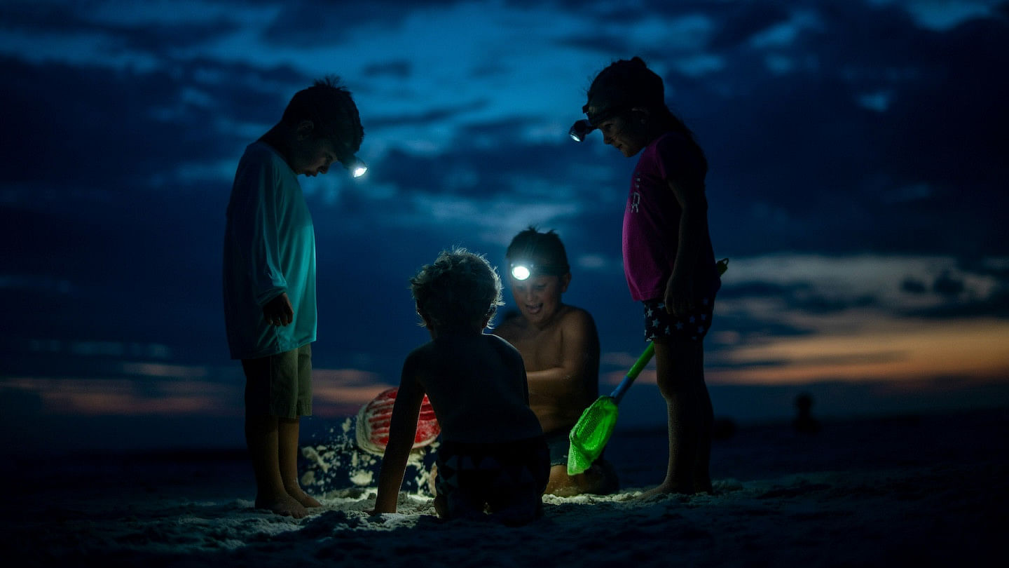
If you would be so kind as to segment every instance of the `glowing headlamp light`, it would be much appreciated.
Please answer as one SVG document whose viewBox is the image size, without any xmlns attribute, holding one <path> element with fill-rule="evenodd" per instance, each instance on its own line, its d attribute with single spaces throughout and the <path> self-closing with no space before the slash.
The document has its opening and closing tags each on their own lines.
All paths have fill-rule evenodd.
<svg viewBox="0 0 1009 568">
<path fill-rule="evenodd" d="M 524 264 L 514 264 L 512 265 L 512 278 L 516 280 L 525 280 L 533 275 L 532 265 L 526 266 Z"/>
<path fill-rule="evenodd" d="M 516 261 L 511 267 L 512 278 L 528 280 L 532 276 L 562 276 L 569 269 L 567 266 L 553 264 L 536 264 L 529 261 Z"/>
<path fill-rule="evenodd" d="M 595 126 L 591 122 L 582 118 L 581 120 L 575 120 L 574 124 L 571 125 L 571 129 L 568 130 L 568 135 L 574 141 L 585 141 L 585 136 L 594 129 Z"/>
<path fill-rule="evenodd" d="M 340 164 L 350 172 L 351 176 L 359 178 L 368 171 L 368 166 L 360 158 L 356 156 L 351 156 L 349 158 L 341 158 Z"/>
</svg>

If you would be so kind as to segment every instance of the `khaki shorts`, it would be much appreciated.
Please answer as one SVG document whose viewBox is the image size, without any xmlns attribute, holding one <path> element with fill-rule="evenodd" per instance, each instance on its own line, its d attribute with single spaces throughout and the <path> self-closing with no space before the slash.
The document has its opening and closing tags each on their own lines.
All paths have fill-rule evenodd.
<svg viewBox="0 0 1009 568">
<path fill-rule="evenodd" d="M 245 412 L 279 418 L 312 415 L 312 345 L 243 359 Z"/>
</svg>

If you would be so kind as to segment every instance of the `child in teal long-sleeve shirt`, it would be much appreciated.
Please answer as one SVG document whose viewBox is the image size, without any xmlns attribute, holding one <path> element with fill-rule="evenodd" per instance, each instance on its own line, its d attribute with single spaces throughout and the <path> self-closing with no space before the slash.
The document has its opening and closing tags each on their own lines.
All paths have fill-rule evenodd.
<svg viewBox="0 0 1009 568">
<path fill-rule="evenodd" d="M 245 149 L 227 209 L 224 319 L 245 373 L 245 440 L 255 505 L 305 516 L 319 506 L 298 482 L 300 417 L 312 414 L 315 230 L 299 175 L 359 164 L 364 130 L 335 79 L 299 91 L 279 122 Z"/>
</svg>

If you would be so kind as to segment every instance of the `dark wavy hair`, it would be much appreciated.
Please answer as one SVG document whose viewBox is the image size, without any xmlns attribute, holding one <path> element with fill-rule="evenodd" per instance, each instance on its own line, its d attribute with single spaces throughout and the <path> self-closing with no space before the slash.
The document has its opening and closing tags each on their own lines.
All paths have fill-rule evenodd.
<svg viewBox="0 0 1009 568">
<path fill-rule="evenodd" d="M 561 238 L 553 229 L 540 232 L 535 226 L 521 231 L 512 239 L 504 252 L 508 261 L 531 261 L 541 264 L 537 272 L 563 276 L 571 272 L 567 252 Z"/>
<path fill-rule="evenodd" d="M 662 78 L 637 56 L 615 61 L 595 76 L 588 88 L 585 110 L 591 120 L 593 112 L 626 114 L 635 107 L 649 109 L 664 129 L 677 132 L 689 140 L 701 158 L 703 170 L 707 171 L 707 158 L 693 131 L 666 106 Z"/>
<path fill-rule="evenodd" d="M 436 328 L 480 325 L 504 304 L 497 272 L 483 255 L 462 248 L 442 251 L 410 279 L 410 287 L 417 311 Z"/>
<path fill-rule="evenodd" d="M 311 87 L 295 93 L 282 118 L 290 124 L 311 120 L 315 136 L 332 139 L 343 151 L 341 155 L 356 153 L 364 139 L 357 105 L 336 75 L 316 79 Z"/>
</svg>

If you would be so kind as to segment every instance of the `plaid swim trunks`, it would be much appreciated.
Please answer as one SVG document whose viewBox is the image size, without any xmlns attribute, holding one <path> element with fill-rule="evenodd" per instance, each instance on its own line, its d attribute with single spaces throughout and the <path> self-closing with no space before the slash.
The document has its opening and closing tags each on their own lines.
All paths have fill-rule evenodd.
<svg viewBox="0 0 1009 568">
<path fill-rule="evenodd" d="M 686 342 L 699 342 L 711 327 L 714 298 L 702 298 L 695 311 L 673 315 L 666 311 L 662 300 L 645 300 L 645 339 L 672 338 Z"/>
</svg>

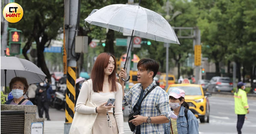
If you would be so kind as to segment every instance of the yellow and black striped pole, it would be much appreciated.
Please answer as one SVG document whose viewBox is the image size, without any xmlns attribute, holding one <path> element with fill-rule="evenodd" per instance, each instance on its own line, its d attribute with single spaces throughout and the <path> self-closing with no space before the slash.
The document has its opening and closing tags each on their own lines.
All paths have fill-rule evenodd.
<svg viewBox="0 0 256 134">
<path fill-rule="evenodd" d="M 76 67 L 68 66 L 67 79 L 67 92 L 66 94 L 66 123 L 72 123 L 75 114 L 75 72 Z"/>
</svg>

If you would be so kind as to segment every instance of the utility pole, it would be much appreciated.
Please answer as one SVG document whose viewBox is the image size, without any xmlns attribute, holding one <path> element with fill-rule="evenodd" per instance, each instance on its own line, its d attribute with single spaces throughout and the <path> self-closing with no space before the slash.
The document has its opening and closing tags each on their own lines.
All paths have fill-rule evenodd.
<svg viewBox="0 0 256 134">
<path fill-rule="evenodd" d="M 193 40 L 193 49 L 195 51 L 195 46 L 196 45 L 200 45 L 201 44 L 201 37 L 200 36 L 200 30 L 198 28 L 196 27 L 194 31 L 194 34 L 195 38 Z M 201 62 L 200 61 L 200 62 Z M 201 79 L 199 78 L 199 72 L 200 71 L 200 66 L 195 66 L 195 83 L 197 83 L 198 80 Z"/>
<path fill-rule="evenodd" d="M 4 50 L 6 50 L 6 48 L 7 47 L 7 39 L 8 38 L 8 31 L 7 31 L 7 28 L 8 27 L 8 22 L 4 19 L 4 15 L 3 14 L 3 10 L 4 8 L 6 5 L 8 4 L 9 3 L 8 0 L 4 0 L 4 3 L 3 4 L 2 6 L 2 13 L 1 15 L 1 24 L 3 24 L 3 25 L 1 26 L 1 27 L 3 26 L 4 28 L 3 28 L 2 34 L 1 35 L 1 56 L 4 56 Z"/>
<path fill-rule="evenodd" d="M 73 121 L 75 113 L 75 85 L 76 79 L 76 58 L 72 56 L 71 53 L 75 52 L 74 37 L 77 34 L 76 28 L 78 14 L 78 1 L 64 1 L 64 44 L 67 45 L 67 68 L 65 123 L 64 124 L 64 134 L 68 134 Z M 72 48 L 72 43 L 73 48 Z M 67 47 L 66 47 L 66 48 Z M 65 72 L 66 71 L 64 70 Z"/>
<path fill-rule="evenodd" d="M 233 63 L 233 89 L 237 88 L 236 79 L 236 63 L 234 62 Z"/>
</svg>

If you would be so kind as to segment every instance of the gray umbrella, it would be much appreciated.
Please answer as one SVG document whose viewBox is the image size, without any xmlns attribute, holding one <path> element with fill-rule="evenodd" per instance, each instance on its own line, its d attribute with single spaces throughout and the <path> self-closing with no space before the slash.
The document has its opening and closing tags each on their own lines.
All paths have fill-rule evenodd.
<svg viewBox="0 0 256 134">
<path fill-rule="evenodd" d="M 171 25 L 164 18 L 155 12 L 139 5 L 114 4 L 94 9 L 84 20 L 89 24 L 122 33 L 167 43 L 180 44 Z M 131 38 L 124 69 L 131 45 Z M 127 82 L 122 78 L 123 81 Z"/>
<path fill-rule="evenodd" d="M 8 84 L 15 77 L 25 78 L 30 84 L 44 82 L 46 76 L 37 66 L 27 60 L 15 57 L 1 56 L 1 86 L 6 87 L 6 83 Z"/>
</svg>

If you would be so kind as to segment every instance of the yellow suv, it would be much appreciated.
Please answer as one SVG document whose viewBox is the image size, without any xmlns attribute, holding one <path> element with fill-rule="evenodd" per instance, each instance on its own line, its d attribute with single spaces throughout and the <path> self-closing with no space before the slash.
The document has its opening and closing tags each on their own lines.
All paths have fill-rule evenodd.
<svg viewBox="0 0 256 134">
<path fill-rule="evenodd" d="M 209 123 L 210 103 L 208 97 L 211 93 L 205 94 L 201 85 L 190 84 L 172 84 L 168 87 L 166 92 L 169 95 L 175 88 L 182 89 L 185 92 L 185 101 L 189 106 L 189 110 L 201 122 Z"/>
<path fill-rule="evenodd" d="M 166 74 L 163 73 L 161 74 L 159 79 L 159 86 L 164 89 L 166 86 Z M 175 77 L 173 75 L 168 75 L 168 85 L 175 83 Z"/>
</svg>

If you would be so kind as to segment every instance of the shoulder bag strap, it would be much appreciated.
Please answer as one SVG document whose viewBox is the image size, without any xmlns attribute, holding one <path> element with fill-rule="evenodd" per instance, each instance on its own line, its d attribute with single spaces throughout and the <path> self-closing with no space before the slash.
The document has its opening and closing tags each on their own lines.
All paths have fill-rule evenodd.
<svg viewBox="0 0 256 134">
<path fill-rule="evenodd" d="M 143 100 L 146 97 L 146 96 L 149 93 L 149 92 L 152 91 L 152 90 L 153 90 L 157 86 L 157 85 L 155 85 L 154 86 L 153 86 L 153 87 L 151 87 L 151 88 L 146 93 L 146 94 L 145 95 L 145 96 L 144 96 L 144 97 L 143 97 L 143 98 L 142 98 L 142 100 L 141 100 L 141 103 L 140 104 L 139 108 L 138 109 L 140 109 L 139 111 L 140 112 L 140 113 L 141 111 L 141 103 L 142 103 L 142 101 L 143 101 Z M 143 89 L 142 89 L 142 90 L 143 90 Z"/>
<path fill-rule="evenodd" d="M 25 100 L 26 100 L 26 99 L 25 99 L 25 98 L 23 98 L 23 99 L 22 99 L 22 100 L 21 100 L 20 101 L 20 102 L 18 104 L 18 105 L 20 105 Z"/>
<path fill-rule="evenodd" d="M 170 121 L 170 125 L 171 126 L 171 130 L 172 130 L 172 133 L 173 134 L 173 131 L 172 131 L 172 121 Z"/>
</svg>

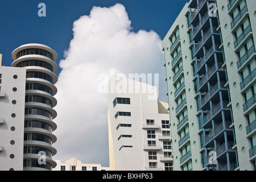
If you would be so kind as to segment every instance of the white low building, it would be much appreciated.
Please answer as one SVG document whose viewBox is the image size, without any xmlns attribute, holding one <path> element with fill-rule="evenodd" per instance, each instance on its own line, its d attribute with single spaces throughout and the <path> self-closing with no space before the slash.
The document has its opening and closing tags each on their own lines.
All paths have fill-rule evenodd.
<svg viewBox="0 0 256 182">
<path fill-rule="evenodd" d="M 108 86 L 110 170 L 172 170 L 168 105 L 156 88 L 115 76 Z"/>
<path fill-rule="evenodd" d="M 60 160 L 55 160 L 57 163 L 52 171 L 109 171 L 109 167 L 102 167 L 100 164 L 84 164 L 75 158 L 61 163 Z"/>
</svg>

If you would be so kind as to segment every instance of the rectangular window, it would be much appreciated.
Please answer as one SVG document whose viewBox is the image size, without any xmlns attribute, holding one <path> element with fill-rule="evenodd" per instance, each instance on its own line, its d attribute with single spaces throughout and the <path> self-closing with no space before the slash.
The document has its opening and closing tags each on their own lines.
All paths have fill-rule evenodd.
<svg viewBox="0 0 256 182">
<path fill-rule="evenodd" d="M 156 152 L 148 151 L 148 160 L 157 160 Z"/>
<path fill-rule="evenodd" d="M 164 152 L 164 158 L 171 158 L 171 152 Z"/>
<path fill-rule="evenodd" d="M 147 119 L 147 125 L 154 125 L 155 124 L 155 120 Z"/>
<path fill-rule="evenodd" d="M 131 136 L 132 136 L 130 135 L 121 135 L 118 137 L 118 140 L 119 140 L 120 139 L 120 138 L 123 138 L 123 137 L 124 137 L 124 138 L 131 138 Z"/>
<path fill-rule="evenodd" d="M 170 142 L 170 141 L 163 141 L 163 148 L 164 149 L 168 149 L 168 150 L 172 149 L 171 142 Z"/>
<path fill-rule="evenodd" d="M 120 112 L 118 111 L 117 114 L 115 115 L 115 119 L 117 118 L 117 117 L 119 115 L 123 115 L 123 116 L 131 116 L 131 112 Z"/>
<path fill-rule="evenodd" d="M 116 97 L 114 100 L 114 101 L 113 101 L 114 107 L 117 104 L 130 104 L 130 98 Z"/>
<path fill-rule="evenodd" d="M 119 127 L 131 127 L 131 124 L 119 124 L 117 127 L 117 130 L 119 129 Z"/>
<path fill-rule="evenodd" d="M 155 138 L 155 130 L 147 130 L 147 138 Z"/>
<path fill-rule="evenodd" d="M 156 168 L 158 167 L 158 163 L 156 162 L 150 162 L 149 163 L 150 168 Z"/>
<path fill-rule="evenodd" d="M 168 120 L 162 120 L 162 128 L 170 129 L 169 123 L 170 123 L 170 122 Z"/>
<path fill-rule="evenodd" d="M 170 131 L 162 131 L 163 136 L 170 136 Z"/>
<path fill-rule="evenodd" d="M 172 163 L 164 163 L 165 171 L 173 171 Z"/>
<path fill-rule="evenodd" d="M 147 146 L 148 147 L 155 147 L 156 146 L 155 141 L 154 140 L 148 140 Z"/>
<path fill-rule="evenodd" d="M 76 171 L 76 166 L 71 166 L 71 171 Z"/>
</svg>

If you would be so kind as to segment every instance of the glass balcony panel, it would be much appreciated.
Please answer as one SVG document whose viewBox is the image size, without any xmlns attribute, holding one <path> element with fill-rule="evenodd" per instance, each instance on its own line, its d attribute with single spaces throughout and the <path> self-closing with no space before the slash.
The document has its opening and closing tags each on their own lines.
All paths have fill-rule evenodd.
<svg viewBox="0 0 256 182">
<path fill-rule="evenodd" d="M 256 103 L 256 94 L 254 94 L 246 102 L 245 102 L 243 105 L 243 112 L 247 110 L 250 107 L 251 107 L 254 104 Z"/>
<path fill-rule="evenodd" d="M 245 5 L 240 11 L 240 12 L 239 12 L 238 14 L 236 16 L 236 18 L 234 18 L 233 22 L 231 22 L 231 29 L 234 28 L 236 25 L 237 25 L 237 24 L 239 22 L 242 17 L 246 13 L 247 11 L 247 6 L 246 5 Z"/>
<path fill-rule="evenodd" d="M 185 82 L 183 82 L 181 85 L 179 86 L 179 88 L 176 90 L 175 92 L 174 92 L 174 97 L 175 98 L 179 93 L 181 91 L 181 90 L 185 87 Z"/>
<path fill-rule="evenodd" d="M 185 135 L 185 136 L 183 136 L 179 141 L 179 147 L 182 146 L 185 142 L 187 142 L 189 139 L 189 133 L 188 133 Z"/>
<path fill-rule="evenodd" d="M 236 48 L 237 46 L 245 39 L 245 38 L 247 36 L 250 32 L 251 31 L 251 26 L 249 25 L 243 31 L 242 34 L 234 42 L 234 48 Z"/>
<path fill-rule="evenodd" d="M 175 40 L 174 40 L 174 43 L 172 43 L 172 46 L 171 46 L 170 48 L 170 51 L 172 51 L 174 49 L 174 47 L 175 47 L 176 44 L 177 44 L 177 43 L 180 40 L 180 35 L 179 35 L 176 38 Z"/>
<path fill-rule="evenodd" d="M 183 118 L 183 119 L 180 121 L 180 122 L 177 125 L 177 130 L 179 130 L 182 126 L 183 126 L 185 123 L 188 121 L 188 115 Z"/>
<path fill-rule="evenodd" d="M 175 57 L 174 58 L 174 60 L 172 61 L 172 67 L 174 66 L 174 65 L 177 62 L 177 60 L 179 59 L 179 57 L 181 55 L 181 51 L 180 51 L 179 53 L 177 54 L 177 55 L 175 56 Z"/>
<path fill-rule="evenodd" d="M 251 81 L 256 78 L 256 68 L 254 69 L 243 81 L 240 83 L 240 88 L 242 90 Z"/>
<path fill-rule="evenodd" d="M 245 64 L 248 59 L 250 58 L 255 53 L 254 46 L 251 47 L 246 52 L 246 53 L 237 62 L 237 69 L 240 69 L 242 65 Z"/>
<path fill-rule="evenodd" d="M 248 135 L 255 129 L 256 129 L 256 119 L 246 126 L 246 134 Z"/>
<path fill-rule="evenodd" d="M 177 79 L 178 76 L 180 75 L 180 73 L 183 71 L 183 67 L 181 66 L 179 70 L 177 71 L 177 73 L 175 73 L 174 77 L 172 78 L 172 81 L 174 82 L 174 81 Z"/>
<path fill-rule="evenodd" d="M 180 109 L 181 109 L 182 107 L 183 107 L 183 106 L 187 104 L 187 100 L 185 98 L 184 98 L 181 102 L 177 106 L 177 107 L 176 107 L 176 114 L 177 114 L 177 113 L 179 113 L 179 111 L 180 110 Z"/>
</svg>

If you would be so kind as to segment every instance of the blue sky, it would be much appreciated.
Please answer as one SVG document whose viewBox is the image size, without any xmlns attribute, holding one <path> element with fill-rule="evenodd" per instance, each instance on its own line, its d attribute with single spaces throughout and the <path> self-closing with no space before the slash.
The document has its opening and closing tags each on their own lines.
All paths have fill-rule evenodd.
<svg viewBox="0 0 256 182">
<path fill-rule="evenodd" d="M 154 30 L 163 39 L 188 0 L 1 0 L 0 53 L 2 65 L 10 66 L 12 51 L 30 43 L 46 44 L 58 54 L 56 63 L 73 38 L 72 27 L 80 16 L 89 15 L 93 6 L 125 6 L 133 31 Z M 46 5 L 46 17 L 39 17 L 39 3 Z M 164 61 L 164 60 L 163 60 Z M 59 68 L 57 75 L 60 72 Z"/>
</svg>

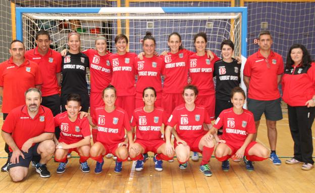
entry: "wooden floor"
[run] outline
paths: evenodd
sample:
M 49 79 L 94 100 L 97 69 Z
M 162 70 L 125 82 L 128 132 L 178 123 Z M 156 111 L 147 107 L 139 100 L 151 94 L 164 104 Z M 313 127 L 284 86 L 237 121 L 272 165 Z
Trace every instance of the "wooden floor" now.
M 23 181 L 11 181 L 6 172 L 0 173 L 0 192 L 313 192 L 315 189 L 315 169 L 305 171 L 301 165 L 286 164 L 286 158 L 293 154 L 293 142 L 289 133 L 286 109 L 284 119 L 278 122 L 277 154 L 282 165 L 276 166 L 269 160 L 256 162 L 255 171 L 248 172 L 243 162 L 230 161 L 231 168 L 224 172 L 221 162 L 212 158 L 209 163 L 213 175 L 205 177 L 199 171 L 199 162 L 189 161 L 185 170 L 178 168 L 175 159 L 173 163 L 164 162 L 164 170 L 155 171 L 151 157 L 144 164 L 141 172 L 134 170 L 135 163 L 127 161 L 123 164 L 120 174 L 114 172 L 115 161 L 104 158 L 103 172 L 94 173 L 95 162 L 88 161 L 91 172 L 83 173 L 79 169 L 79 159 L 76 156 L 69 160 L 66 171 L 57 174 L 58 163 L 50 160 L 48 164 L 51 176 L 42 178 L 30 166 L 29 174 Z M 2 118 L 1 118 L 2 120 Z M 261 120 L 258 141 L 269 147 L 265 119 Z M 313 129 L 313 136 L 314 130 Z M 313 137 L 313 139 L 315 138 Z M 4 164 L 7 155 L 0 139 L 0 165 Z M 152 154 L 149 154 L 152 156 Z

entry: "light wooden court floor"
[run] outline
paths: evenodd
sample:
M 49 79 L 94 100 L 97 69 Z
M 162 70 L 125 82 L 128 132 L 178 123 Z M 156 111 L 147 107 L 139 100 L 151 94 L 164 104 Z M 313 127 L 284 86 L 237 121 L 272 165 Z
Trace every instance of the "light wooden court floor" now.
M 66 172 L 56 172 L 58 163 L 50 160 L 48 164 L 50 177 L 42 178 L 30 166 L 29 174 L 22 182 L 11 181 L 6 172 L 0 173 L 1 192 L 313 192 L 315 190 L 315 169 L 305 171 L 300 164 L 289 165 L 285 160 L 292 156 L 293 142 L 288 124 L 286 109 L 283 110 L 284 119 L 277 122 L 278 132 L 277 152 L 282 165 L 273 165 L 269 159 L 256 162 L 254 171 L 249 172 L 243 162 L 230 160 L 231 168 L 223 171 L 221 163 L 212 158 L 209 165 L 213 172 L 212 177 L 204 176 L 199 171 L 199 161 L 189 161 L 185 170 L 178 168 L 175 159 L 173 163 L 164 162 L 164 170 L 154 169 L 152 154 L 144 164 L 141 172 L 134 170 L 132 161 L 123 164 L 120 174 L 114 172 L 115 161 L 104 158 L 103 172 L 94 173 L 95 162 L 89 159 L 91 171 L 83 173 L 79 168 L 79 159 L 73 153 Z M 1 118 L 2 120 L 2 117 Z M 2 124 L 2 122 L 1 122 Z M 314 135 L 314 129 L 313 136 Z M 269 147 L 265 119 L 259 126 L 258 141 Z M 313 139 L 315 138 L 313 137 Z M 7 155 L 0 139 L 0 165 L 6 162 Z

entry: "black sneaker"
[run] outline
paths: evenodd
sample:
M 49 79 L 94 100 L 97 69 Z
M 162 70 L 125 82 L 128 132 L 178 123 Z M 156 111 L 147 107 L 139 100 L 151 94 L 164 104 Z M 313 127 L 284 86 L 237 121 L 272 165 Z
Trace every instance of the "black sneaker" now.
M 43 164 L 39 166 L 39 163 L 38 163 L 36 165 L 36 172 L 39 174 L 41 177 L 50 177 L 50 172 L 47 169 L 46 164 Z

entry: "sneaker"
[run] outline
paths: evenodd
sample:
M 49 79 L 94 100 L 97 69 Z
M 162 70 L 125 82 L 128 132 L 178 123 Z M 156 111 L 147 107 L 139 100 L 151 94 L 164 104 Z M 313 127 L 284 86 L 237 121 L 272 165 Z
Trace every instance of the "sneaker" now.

_WRITTEN TASK_:
Report how many of the lines above contain the string "Trace", with letter case counting. Give only the number.

_FULL SOLUTION_:
4